Under CR 03-022 the basic support obligation will be calculated as 
follows:
- First tier: Apply the current standard percentages 
in chapter DWD 40 to a payer's income up to a threshold "high-income" 
level of annual gross income, defined as $84,000 a year (or $7,000 per 
month). The current percentages are:
1 child = 17 percent
2 children = 25 percent
3 children = 29 percent
4 children = 31 percent
5 or more children = 34 percent
- Second tier: Apply the following reduced 
percentages, which represent roughly 80 percent of the current standard, 
to the amount of annual gross income between $84,000 and $150,000:
1 child = 14% (rather than 17%)
2 children = 20% (rather than 25%)
3 children = 23% (rather than 29%)
4 children = 25% (rather than 31%)
5 or more children = 27% (rather than 34%)
- Third tier: Apply the following percentages, which 
represent roughly 60 percent of the current standard, to the amount of 
annual gross income that exceeds $150,000:
1 child = 10%
2 children = 15%
3 children = 17%
4 children = 19%
5 or more children = 20%
The Advisory Committee had recommended this sort of three-tiered 
approach, but had recommended that the reduction to roughly 80 percent 
and 60 percent of the full percentage standards apply at the threshold 
levels of $150,000 and $200,000, respectively.

Data rows
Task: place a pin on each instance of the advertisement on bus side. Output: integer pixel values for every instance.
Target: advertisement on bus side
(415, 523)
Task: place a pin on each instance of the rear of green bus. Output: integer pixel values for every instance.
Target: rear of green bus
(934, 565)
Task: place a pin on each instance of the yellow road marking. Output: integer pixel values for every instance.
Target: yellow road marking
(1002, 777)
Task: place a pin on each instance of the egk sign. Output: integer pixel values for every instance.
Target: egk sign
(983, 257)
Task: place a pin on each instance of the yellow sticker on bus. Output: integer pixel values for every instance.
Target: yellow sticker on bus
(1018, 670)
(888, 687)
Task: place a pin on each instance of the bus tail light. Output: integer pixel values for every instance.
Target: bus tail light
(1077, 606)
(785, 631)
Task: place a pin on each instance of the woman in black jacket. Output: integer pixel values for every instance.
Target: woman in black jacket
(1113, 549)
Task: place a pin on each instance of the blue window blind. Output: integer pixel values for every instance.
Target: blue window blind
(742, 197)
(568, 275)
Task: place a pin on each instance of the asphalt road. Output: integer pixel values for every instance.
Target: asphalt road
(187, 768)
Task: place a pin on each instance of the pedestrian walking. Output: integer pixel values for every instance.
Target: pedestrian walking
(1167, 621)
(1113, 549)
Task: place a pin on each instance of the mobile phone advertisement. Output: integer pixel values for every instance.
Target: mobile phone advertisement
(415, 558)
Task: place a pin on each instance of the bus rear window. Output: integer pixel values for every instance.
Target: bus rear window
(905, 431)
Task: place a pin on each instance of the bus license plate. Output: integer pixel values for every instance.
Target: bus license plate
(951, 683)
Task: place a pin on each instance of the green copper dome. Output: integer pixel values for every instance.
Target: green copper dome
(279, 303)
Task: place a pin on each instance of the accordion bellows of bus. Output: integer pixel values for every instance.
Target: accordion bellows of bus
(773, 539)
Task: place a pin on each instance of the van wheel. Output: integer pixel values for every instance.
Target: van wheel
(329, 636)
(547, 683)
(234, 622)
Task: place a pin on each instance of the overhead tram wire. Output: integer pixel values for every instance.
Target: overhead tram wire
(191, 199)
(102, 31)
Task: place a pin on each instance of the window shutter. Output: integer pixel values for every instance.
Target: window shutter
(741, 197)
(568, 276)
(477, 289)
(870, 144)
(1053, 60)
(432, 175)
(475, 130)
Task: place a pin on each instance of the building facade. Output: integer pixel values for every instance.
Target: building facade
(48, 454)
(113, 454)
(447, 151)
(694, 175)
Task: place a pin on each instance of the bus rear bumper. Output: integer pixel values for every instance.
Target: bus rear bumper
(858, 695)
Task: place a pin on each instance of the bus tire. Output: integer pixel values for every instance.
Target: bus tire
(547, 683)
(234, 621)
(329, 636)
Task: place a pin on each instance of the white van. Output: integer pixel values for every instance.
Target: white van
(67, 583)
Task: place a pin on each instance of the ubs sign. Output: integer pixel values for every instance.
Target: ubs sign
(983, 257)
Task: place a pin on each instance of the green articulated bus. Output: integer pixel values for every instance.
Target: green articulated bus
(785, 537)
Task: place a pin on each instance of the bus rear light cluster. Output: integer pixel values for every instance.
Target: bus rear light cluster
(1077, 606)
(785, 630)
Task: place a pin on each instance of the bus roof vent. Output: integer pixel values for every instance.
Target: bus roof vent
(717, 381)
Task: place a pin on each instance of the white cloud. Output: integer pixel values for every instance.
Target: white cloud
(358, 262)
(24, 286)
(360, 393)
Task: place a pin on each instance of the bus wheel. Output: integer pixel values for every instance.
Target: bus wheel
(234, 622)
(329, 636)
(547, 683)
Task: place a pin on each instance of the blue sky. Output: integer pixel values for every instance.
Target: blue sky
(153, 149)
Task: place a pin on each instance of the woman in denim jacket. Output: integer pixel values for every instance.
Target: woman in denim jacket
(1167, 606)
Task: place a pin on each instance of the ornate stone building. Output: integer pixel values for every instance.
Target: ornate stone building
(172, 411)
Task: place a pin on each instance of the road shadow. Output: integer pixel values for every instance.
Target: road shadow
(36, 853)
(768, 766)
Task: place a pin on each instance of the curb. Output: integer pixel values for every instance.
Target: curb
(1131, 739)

Aim of the task
Check each statement against the excerpt on tiered child support percentages, answering yes or no and quoting the words from the excerpt that decide it. 1. For three children, the second-tier percentage is 23 percent. 2. The Advisory Committee recommended that the reduction to roughly 80 percent begin at $84,000. 3. The third-tier percentages represent roughly 60 percent of the current standard.

Reply
1. Yes: "3 children = 23% (rather than 29%)"
2. No: "had recommended that the reduction to roughly 80 percent and 60 percent of the full percentage standards apply at the threshold levels of $150,000 and $200,000, respectively"
3. Yes: "represent roughly 60 percent of the current standard"